Your assignment ::
Return the run of lines below that opens with the line containing "Target: rear fender" and closes with the line containing "[locate] the tree (one", keeping each one exact.

(Input Opens)

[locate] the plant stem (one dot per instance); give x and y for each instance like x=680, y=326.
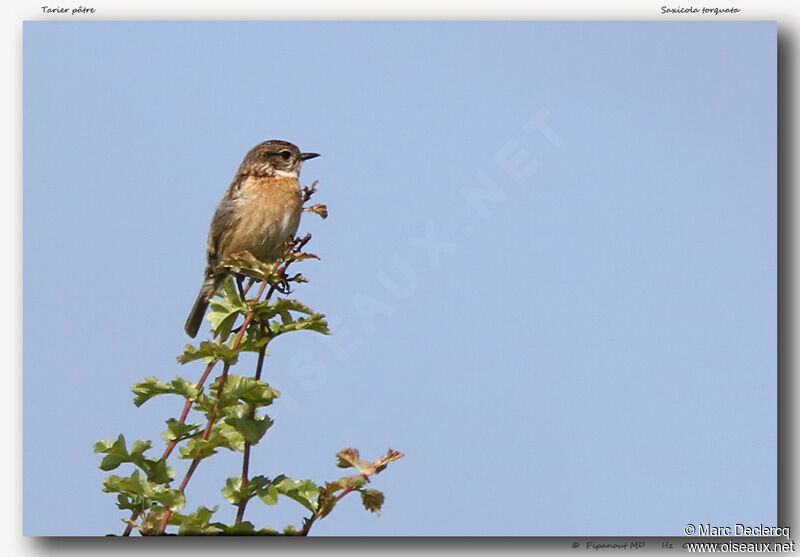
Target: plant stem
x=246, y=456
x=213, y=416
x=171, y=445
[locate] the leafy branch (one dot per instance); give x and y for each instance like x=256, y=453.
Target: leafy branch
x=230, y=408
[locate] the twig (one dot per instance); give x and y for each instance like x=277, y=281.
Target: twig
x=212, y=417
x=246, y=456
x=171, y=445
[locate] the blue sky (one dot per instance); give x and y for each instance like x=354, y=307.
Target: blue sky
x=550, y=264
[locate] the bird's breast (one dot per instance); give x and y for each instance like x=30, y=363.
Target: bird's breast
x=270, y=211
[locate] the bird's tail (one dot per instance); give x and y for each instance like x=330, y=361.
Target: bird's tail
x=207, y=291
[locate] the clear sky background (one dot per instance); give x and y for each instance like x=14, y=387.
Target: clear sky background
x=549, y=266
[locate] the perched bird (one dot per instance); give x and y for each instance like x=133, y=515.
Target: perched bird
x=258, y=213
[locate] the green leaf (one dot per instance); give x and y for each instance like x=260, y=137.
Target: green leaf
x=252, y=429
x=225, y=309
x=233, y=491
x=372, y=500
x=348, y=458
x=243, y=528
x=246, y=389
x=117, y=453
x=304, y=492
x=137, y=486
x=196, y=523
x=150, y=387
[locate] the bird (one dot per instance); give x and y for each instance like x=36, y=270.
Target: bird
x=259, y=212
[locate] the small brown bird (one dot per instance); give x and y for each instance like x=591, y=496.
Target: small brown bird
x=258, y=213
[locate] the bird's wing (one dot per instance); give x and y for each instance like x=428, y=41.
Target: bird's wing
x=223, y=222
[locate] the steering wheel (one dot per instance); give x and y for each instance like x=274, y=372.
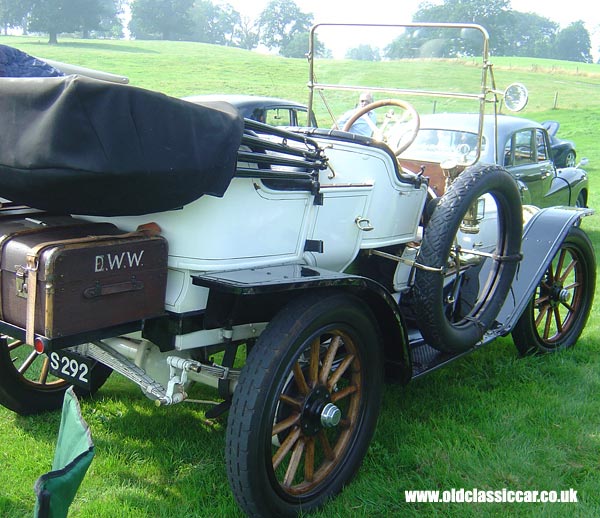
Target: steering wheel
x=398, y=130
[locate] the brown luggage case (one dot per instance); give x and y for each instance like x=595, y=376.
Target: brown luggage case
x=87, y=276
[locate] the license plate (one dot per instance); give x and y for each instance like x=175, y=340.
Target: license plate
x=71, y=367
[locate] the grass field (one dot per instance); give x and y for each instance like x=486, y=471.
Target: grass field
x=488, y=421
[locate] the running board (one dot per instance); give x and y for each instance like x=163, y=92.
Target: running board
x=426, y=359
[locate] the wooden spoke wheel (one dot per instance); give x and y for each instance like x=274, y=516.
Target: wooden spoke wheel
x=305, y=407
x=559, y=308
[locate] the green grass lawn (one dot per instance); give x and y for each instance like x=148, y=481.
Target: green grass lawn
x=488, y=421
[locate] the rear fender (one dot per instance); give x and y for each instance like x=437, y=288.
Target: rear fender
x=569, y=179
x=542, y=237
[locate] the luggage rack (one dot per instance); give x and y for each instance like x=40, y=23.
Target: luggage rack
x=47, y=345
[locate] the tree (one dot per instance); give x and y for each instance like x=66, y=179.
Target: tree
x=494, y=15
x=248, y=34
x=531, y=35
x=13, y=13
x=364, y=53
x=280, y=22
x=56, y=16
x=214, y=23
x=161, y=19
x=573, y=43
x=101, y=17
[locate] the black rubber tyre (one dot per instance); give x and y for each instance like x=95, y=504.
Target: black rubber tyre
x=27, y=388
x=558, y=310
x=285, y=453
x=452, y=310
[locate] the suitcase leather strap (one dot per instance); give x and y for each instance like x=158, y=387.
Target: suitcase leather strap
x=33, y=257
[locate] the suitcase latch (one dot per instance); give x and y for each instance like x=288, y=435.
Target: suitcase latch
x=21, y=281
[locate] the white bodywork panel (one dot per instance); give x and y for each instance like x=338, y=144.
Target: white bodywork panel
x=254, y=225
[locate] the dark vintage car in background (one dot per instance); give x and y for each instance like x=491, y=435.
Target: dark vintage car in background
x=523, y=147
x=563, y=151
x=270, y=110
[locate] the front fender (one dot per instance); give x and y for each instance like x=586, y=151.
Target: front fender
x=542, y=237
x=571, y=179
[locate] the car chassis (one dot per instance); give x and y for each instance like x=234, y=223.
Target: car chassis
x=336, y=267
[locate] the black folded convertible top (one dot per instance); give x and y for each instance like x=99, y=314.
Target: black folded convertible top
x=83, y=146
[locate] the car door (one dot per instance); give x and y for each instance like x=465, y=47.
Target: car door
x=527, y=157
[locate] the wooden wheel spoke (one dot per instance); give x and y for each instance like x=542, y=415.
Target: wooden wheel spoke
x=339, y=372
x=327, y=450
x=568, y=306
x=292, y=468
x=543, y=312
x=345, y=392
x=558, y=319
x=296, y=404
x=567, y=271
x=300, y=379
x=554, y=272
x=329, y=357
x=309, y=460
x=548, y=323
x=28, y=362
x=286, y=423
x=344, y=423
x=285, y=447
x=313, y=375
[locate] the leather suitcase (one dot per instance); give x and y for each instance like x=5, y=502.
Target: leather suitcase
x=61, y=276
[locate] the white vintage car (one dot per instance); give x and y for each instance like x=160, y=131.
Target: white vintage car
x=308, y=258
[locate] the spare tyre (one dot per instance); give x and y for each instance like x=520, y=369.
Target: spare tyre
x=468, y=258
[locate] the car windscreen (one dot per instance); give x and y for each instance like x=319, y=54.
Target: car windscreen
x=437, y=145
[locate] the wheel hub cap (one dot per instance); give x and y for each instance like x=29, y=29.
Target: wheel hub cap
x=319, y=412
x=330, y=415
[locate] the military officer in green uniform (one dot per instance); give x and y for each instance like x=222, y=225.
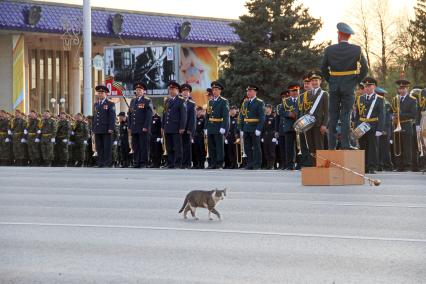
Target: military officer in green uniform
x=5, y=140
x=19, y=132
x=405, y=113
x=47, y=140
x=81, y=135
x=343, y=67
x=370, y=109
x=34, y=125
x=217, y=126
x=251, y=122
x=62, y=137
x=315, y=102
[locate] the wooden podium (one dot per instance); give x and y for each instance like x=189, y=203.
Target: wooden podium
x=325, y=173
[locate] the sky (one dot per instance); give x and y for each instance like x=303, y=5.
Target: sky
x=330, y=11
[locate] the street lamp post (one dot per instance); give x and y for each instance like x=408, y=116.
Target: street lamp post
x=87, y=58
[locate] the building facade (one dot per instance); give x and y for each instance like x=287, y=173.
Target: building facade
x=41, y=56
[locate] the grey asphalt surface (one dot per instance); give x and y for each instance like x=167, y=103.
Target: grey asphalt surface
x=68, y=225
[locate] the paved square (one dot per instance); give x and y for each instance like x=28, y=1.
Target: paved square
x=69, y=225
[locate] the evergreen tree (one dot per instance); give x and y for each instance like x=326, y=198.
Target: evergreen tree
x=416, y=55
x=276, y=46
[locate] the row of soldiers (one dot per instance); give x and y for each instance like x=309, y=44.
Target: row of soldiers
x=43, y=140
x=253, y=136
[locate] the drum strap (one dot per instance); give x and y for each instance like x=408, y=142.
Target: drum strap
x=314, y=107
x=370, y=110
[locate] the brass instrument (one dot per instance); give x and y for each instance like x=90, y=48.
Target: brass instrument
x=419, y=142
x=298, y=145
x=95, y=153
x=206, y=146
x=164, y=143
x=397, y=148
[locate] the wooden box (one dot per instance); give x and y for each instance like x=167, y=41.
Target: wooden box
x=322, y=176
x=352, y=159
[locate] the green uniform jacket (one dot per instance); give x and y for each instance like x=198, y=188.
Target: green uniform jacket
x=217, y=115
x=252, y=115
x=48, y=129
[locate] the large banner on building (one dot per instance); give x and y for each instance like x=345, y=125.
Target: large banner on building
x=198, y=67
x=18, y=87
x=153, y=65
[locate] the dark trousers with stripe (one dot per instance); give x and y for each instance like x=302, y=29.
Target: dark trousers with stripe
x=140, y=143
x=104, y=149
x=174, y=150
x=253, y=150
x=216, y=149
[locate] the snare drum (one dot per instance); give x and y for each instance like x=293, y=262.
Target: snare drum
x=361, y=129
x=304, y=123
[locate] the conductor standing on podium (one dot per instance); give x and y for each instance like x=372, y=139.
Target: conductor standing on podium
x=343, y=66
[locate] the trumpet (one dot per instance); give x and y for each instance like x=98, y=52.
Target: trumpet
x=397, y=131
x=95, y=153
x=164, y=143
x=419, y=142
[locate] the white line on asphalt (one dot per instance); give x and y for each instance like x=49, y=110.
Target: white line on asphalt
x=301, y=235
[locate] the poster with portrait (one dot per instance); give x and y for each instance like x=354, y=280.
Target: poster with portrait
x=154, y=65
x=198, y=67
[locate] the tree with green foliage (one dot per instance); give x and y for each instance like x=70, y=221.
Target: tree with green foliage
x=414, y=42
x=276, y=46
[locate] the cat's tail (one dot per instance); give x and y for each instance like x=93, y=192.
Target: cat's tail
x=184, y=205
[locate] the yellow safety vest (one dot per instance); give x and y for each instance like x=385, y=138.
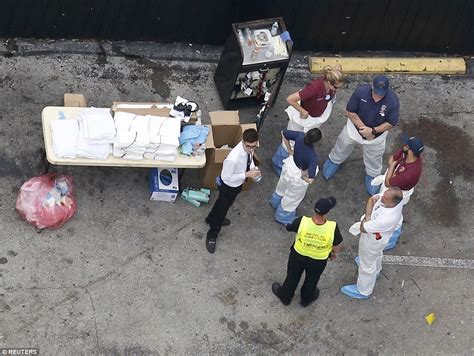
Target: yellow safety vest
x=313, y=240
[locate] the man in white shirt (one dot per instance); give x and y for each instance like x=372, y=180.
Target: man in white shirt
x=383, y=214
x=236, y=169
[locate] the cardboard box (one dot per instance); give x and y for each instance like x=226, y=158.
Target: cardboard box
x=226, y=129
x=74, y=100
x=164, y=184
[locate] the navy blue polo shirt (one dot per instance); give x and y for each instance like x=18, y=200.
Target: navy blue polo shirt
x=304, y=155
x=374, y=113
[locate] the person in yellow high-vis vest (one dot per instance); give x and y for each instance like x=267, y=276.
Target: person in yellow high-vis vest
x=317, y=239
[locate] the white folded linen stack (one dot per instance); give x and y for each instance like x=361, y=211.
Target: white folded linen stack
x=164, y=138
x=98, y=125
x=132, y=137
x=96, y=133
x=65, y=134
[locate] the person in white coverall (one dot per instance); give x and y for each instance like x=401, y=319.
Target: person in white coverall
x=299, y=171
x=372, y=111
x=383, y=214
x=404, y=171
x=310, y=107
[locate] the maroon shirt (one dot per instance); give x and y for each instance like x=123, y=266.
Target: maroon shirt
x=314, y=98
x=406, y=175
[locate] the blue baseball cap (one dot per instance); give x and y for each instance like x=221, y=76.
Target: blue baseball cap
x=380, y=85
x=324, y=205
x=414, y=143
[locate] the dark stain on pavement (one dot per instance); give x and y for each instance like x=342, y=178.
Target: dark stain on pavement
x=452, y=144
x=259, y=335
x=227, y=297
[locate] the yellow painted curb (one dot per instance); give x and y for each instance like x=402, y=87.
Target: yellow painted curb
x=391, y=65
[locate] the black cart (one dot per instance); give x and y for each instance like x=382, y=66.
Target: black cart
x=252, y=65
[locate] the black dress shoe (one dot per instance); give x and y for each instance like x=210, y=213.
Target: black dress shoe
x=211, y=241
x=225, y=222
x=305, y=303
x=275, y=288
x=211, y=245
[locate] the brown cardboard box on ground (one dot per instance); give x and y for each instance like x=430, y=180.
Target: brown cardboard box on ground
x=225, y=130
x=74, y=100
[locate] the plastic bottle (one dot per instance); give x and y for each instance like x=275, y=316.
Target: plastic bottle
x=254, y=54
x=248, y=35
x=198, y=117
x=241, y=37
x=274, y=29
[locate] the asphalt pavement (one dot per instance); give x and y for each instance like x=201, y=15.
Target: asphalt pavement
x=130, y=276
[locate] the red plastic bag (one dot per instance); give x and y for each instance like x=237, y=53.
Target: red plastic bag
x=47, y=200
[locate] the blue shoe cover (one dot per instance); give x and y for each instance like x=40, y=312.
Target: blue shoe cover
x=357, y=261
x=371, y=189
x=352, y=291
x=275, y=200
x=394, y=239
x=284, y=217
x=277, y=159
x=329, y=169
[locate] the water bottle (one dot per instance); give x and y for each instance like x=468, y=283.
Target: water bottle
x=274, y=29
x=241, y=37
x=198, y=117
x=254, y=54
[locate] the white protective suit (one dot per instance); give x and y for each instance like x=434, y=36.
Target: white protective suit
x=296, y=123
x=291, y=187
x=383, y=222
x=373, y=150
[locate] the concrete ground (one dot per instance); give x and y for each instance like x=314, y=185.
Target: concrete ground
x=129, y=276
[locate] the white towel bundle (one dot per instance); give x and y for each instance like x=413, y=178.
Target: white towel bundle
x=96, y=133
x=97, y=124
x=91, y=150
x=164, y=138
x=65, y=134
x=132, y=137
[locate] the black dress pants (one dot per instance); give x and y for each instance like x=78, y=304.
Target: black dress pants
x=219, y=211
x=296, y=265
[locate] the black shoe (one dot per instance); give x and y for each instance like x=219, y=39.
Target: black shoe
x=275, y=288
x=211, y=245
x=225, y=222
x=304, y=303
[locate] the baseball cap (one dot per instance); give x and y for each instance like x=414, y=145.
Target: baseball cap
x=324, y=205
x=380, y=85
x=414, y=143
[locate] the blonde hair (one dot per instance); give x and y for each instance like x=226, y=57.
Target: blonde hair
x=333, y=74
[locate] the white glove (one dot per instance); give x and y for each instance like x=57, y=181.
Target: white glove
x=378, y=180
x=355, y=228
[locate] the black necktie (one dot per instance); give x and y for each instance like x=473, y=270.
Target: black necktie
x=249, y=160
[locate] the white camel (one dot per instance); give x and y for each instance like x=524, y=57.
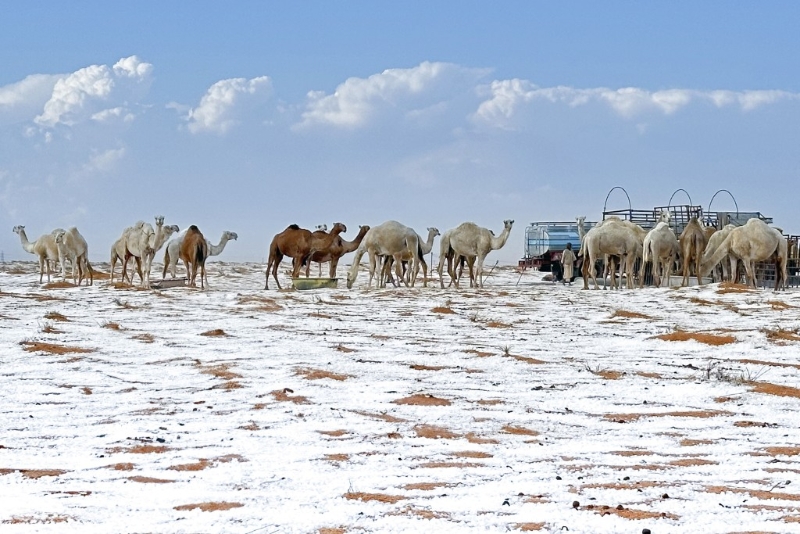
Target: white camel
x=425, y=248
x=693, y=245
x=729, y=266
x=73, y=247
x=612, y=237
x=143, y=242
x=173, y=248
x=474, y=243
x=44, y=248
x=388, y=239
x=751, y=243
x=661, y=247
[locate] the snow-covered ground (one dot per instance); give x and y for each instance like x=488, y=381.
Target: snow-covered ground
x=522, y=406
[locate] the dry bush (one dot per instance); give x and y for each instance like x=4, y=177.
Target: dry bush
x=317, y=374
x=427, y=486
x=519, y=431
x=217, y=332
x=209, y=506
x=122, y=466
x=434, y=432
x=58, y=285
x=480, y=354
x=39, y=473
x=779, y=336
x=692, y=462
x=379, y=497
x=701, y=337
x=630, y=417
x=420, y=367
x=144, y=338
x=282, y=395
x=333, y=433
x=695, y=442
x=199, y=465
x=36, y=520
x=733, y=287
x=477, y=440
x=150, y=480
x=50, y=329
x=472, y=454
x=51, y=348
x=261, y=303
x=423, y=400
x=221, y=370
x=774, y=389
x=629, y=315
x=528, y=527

(Input Closes)

Solution for this task ::
Target: rear fender
x=569, y=179
x=542, y=237
[locate] the luggage rack (one dot per instance); give x and y for each instance like x=40, y=23.
Target: luggage rack
x=47, y=345
[locate] the tree (one dot per instance); give x and y for each instance like x=66, y=179.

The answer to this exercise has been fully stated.